● Requirement:
Answer these from the short bowel syndrome page:
1. In what year was Nutrition Interventions for children with Special Health Care Needs first published?
2. What chapter number and page range does the short bowel syndrome chapter occupy?
3. What is the normal small intestine length for an infant over 35 weeks gestation?

== Quoted passage

Nutrition Interventions for children with Special Health Care Needs was first published in 1989 and has been updated twice since then. Lori has been involved in every edition on the advisory board and/or as a contributor. The last edition was published in 2010. Stay tuned for a new edition coming out in the next 2 years.

This is a chapter written by Lori (she contributed to other chapters as well): 

Nutrition Interventions for Short Bowel Syndrome

Chapter 20, pages 227-246

Lori Brizee, MS, RD, CSP, LD

Definition of Short Bowel Syndrome:
Short Bowel Syndrome (SBS) is defined as malabsorption resulting from anatomical or functional loss of a significant length of the small intestine. This occurs most commonly after bowel resection in the newborn period (e.g., secondary to necrotizing enterocolitis, mid-gut volvulus, gastroschisis, or intussusception). SBS can also result from trauma to the bowel (e.g., with an auto accident or fall, or with severe nonaccidental trauma). The amount of bowel that must be lost to produce malabsorption is variable and depends on which sections are lost and whether or not the ileocecal valve is preserved. The normal length of small intestine is approximately 300-850 cm for an adult, 200-250 cm for an infant over 35 weeks gestation, and approximately 100-120 cm for a premature infant less than 30 weeks gestation. Loss of greater than 80% of the small bowel is associated with increased requirement for parenteral nutrition support and decreased overall survival. When the ileocecal valve is lost, the resulting risk for bacterial contamination of the small intestine from the colon mandates more small intestine for tolerance of oral/enteral feeding (1,2,3).

====
== Provided material

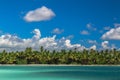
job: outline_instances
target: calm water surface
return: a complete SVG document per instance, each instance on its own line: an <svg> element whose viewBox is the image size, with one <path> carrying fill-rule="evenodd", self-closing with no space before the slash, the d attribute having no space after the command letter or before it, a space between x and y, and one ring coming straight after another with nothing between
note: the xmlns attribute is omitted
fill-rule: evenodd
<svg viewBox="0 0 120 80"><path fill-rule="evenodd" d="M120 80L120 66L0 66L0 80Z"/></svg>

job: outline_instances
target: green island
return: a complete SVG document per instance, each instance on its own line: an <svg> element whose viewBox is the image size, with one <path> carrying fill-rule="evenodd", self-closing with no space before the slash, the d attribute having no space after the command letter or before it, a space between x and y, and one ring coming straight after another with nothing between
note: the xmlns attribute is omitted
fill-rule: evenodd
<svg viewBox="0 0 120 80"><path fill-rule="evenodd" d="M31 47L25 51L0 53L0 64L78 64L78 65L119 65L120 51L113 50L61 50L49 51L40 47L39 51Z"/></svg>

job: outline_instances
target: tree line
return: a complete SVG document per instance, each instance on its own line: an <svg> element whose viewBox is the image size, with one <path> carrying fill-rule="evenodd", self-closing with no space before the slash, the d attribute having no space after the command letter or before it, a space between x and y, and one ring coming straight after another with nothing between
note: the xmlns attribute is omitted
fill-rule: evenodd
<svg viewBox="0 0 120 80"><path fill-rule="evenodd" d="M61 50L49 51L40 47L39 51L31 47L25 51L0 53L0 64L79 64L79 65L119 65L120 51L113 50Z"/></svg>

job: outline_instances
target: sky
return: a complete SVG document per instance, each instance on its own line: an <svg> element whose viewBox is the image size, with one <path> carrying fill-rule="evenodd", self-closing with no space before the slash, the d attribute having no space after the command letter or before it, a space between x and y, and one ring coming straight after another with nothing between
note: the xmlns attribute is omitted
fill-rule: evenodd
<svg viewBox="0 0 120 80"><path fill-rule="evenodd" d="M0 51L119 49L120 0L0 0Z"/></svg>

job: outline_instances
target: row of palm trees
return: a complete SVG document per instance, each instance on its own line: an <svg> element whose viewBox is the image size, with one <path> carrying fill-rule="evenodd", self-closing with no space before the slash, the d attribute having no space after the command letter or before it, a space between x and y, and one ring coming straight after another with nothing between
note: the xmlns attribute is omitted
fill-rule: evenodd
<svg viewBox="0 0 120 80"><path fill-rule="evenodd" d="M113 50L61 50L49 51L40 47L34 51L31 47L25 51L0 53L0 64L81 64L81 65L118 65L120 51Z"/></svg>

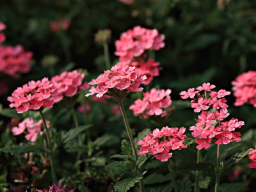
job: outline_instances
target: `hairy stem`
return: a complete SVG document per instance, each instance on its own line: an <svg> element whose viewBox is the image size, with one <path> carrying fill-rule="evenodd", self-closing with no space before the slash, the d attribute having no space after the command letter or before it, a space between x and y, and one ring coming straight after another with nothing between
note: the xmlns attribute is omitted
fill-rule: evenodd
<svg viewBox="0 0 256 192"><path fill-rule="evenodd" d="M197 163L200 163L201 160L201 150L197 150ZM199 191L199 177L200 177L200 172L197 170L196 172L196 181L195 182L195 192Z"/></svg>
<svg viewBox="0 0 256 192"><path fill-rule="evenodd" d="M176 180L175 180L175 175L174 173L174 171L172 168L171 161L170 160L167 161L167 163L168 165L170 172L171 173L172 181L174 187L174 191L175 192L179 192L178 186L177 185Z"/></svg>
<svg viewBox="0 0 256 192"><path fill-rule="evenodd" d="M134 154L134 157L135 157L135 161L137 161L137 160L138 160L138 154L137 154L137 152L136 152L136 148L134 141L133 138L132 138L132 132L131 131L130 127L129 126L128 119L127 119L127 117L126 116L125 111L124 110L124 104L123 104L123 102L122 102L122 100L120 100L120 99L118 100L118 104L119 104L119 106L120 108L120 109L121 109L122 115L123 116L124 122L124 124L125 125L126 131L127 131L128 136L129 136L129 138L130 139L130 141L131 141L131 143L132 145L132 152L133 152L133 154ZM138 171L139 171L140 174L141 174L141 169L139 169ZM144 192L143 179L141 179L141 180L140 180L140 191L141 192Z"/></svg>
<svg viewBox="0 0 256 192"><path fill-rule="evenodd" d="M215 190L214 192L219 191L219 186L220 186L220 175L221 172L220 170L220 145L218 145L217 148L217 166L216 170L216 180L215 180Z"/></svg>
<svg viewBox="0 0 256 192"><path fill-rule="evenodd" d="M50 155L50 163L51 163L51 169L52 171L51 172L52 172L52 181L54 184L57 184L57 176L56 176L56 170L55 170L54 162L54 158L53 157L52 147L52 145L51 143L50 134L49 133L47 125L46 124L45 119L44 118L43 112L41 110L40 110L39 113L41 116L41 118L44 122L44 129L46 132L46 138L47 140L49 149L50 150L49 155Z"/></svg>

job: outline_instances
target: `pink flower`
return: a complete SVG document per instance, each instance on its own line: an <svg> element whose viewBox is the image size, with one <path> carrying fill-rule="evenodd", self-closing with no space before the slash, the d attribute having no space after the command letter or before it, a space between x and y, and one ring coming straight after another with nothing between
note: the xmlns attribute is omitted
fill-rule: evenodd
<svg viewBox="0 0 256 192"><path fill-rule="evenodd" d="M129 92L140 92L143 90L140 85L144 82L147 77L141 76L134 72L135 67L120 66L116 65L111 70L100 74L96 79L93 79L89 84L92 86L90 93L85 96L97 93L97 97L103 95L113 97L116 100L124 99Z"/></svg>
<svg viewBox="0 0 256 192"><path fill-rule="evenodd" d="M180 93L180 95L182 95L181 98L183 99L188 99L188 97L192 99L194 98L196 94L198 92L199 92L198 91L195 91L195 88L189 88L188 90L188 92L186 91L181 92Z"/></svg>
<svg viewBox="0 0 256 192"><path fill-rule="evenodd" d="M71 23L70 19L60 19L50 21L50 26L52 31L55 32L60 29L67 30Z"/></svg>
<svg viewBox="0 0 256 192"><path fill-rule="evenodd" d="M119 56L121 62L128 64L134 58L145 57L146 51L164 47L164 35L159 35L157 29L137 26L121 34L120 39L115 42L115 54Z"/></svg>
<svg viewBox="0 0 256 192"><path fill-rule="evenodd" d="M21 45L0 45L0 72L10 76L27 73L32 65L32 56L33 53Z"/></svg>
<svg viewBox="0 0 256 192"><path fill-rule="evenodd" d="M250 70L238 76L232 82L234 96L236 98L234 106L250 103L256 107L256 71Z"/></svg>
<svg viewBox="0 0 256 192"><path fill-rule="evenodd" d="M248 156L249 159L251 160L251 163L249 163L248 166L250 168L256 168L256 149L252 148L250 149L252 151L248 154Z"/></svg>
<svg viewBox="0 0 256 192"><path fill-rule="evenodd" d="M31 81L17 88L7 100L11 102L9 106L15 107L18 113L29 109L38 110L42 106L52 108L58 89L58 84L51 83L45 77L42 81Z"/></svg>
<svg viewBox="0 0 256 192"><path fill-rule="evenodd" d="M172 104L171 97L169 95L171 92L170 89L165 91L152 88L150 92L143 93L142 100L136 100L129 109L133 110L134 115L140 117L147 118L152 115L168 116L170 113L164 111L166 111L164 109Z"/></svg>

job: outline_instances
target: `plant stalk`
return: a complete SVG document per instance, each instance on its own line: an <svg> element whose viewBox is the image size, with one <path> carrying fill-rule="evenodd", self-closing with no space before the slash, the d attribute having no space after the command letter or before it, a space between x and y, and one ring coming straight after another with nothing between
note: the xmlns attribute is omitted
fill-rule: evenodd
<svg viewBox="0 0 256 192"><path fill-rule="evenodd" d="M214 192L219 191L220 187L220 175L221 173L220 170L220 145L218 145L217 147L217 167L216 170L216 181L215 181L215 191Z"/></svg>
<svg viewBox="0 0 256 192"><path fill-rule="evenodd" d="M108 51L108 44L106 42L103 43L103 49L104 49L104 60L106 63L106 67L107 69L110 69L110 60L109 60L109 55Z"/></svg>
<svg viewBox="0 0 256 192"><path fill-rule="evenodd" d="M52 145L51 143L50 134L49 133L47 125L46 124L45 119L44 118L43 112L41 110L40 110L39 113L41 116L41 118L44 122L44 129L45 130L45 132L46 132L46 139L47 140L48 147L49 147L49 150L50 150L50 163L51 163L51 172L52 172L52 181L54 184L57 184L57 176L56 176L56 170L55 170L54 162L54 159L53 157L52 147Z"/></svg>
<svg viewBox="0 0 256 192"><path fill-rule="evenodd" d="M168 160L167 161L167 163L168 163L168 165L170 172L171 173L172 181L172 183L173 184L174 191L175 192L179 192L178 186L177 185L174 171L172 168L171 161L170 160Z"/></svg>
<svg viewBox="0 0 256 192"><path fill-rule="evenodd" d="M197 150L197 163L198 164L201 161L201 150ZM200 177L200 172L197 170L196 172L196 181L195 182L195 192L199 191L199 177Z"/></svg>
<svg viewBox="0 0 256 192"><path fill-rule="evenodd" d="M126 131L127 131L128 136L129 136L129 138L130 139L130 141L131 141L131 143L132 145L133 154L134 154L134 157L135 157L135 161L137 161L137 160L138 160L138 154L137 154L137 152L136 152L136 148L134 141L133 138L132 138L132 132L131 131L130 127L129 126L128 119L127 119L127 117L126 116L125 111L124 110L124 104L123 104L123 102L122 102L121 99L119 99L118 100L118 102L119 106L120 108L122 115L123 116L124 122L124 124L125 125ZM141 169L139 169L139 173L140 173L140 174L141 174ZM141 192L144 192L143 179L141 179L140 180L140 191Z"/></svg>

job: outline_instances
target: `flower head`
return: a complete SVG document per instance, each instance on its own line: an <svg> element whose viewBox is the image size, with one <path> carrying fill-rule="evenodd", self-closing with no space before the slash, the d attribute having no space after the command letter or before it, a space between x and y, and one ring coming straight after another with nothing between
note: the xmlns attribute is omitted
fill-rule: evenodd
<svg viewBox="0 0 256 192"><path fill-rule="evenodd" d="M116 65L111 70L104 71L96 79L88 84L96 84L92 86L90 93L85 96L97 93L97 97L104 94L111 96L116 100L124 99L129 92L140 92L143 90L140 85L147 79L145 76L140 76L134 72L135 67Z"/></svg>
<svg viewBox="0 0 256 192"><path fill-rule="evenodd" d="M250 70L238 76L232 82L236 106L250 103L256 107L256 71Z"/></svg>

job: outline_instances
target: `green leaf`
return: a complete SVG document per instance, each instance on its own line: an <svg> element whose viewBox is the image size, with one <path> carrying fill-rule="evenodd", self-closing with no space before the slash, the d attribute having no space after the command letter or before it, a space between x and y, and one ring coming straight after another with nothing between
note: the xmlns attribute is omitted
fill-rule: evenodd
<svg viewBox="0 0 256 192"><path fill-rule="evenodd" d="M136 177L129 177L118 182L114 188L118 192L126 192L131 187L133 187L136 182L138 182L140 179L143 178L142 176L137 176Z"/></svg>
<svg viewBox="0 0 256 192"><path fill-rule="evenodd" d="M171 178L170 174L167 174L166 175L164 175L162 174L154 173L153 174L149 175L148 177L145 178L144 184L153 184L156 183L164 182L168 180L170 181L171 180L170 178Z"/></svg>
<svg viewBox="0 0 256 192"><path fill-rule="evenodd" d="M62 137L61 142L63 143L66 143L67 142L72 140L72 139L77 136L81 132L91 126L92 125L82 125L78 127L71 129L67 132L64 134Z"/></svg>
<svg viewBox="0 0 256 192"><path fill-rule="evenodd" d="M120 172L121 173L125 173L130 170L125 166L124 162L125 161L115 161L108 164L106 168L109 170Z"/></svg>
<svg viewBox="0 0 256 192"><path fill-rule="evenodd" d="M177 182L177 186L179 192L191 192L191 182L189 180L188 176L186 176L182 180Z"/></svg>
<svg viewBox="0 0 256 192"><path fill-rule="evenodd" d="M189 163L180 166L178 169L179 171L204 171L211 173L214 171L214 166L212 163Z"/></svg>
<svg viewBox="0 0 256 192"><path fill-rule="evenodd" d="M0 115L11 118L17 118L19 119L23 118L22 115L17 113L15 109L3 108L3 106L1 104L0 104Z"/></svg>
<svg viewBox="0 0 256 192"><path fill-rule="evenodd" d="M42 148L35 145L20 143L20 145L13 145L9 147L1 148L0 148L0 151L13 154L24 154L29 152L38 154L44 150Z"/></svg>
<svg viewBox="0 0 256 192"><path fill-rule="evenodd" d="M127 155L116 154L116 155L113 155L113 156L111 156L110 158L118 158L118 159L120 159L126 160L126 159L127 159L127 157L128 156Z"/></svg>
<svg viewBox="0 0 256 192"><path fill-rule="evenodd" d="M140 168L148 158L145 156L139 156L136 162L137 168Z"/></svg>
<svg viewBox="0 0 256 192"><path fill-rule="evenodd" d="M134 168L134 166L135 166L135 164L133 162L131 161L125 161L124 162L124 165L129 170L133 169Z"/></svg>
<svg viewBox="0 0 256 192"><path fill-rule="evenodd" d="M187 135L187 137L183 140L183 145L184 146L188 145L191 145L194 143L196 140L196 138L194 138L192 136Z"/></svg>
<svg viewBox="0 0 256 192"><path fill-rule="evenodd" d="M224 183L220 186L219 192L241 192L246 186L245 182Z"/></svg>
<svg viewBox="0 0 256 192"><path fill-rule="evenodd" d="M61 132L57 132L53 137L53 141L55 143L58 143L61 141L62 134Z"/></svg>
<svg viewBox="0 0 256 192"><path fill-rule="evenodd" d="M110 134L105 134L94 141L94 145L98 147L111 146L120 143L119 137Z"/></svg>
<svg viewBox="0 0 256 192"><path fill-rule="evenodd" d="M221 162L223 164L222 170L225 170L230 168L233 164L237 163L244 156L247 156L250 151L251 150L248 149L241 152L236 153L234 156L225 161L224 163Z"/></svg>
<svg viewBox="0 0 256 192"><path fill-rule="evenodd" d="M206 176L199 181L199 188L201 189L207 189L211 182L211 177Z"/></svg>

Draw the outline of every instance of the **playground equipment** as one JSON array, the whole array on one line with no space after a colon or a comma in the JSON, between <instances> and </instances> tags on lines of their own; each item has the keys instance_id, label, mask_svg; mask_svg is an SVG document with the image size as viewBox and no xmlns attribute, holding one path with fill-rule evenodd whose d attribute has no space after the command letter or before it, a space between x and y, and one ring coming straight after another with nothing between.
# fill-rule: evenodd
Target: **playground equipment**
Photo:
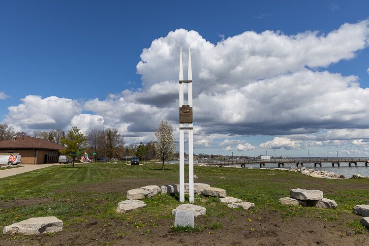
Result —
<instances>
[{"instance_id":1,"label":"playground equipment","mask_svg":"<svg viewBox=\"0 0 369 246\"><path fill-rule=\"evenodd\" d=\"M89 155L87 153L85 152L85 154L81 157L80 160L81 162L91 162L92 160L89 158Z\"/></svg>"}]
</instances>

====

● Written reply:
1. 1989
2. Chapter 20, pages 227-246
3. 200-250 cm